Task details: For the entries below, say how many lines hold the word "formatted", with the number as the only reply.

Extracted entries:
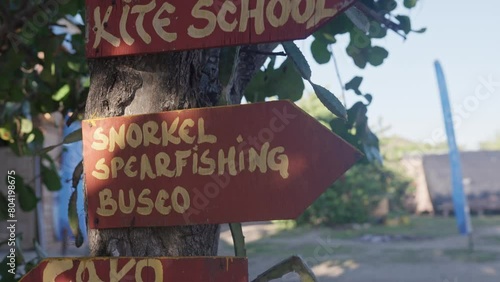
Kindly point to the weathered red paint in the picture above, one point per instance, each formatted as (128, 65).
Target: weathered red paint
(288, 160)
(193, 269)
(126, 27)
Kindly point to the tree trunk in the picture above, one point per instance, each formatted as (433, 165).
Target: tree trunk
(155, 83)
(150, 84)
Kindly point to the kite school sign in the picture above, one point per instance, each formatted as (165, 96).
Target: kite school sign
(125, 27)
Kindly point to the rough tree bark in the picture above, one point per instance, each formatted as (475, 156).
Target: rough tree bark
(156, 83)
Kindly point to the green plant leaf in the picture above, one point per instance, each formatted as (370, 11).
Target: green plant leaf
(377, 55)
(354, 84)
(330, 101)
(298, 59)
(26, 125)
(61, 93)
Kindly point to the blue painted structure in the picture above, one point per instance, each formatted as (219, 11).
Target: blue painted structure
(71, 156)
(461, 208)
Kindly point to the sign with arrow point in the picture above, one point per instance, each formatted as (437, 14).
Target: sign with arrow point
(254, 162)
(117, 28)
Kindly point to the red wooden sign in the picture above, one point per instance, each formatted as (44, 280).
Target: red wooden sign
(242, 163)
(126, 27)
(99, 269)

Answer: 8